- **Text excerpt**
# What Router Bit for Table Edging?



## Clem Wixted (Jun 9, 2007)

My first post on this forum.

I would like to use the plastic edge trim that came off a floding table that got wet and the flake board is disintergrating.

What bit do I use to cut the thin groove in the new table top edge of the 3/4 plywood so I can tap the edge in? I don't know the real name of the plastic edging but it is 3/4 wide and is slightly curved on the face. The back has a thin grooved barbed protruding about 1/4 inch. This barbed protrusion goes into the groove in the table edge.

Any special things I should know before I do this?

Thanks,

Clem


----------



## Bob N (Oct 12, 2004)

Hi Clem,

I see you made it to the router forum. I believe I must have mis-read your question yesterday and you must have thought my reply was out in left field somewhere. My meds do that to me sometimes   I thought you were asking how to trim the plastic to the table top so my reply sure made no sense   

You are going to need some form of a slot cutting bit with a bearing. We have a router glossary here in the forum and I will see if I can find the answer for you and return with a better reply if someone does not beat me to it and hopefully they will.

Welcome to the Router forum and don't be shy.


----------



## Bob N (Oct 12, 2004)

Clem,

I think this is the bit you are looking for

http://www.hartvilletool.com/category/776


----------



## Joe Lyddon (Sep 11, 2004)

Clem,

*W e l c o m e . . A b o a r d !!​*

Is the barb end square or pointed?

How thick is the barb that goes into the slot? (Slot width?)


----------



## challagan (Feb 7, 2006)

Good that you have some 3/4 inch to use. It's tough to find that thickness. As Bob says the bearing mounted slot cutter is what you need I expect that the thickness of the lug is 1/8 to 3/16 thick. 
Corey

P.S. welcome to the router forums.


----------



## Clem Wixted (Jun 9, 2007)

Joe Lyddon said:


> Clem,
> 
> *W e l c o m e . . A b o a r d !!​*
> 
> ...


Joe,

The barb is pointed and the body is 1/16" and the barbs are about 3/32" but are a little flattened from being in the slot of the previous table. 

It also looks like there was a brad driven through the bottom of the table and through the barb to keep it in place.

Clem


----------



## Clem Wixted (Jun 9, 2007)

Thanks Bob,

I'll see if there is a local source for one of these, otherwise I'll order one online.

Thanks for the info and I'm sorry I didn't explain myself better in my PM to you 

Clem



I think this is the bit you are looking for


----------



## bobj3 (Jan 17, 2006)

Hi Clem
I think you are talking about this type of plastic T-edging molding, the norm is a 1/16 slot (5/64") see link below.
It comes in many types but this is the norm. ▼

http://www.rockler.com/product.cfm?Offerings_ID=1181&TabSelect=Details

Use one of the SMALL battery saws with a 1/16" saw BLADE set to 1/4" to 5/16" deep.

They also make it with little arrows sticking out the back side of the molding but that takes a bigger saw blade to do that type 1/8" the morm.

- **Problems and tasks**
**a)** From the table edging thread, extract everything from "## challagan (Feb" down to "the router forums.".
**b)** In the table edging thread, turn the paragraph that begins "What bit do I use to cut the thin groove" into a short list that keeps its main facts.
**c)** Carry on the table edging thread from its last post, continuing right after the final sentence shown.

- **Information given**
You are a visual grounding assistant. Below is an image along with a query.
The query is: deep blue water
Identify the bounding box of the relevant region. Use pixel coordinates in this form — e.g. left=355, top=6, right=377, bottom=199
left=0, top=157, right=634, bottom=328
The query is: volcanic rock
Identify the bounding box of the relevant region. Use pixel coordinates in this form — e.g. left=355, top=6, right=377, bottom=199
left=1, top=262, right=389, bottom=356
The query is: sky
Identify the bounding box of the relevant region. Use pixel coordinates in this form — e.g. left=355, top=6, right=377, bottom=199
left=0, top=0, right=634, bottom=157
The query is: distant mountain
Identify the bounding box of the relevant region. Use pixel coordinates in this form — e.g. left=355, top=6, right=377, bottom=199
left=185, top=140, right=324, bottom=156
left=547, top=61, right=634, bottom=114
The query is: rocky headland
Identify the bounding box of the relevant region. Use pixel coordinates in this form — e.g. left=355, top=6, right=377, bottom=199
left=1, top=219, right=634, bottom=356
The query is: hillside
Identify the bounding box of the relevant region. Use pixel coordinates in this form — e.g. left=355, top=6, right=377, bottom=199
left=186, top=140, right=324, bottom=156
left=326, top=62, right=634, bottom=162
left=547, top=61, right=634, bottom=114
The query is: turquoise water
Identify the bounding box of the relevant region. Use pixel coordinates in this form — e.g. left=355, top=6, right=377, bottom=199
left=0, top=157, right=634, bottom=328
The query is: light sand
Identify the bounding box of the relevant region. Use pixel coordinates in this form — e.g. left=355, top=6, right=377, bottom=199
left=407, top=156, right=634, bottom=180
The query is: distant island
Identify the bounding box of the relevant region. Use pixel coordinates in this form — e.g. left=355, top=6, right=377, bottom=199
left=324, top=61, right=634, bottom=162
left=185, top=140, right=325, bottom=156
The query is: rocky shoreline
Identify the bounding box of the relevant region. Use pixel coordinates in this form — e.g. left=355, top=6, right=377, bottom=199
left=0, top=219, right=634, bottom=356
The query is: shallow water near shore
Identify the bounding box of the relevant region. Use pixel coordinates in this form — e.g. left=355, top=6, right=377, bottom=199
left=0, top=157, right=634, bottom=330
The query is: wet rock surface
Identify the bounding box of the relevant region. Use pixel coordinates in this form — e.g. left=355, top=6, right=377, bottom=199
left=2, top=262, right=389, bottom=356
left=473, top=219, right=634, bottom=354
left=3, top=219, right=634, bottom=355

- **Per-task answers**
**a)**
## challagan (Feb 7, 2006)

Good that you have some 3/4 inch to use. It's tough to find that thickness. As Bob says the bearing mounted slot cutter is what you need I expect that the thickness of the lug is 1/8 to 3/16 thick. 
Corey

P.S. welcome to the router forums.

**b)**
- Question: which bit cuts the thin groove in the edge of the new 3/4 plywood top, so the edging can be tapped in?
- The poster doesn't know the real name of the plastic edging.
- The edging is 3/4 wide, and its face is slightly curved.
- The back has a thin, grooved, barbed protrusion of about 1/4 inch.
- That protrusion fits into the groove in the table edge.

**c)**
----------------------



Clem Wixted said:


> My first post on this forum.
> 
> I would like to use the plastic edge trim that came off a floding table that got wet and the flake board is disintergrating.
> 
> ...


----------



## Joe Lyddon (Sep 11, 2004)

Clem Wixted said:


> Joe,
> 
> The barb is pointed and the body is 1/16" and the barbs are about 3/32" but are a little flattened from being in the slot of the previous table.
> 
> ...



That's a small slot... it may take a little experimentation... slot cutter... or saw.

good luck...


----------



## Clem Wixted (Jun 9, 2007)

Bobj3 and Joe,

I think I will try the saw slit on some scrap to see if that will work.

Clem


----------



## challagan (Feb 7, 2006)

Damn Bob, been looking for that stuff for months! Thanks bud!

Corey


----------



## Bob N (Oct 12, 2004)

Might be a job for a Dremel, but don't know how you would guide it straight.


----------



## bobj3 (Jan 17, 2006)

Hi Bob

That's when the Dremel table comes into play , it can be a pain to cut a straight line with it but once it's mounted in the table it's easy job, I use it all the time to cut thin plastic parts true...or to say straight 
It's great when you want to just remove a 1/16" or 1/8" and keep it true.
Plus you get small saw blades that work great also and use small router bits in it also.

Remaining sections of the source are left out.